Las revelaciones de McKibben constituyen una demostración notable de la tesis de nuestro taxista. El autor analiza diversas investigaciones que revelan el estado de infelicidad creciente del habitante del primer mundo, tanto en términos individuales como colectivos.

Desde luego que los seres humanos son desgraciados si no pueden satisfacer sus necesidades básicas. Pero una vez cubiertos los requerimientos de alimentación, cobijo, vestido y educación, todos los indicadores muestran que la felicidad tiene que ver con factores distintos al ingreso de un país o de una familia. En otras palabras, los miembros de una familia de clase media tienen igual o más posibilidades de ser felices que los de un hogar adinerado.
───
• Instrucciones:
1. Responde estas preguntas sobre el texto acerca de la felicidad de arriba:
(a) ¿De quién son las revelaciones que demuestran la tesis del taxista?
(b) ¿En qué dos términos se describe la infelicidad creciente del habitante del primer mundo?
(c) ¿Qué posibilidades de ser felices tienen los miembros de una familia de clase media frente a los de un hogar adinerado?
2. Enumera los requerimientos básicos que menciona el texto sobre la felicidad.
3. Prolonga, por favor, el texto sobre la felicidad a partir de su última oración.

• Datos de origen:
───
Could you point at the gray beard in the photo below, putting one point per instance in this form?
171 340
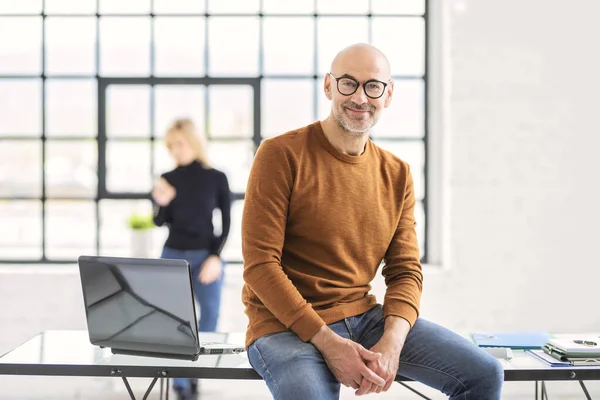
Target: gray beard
353 132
───
• Respuestas por número:
1.
(a) De McKibben.
(b) En términos individuales y colectivos.
(c) Iguales o mayores.

2. Alimentación, cobijo, vestido y educación.

3.
A partir de 1972 el Centro de Investigación de Opinión de Estados Unidos ha preguntado a los ciudadanos sobre sus niveles de satisfacción y felicidad en la vida. Las respuestas optimistas han decrecido sustancialmente, a pesar que el ingreso per cápita y el consumo se han multiplicado varias veces. Y no se trata de una medida del todo subjetiva. La respuesta es cruzada con indicadores tales como niveles de estrés, conflictos en los que se ven envueltos en el trabajo o en la familia, disposición para ayudar o ser ayudado por otros, temores vigentes, etc. La declinación de la felicidad en el terreno individual, coincide con otros indicadores relativos a la sociedad en su conjunto: niveles de endeudamiento de las familias, suicidios, violencia, dependencia de drogas y otros sustitutos.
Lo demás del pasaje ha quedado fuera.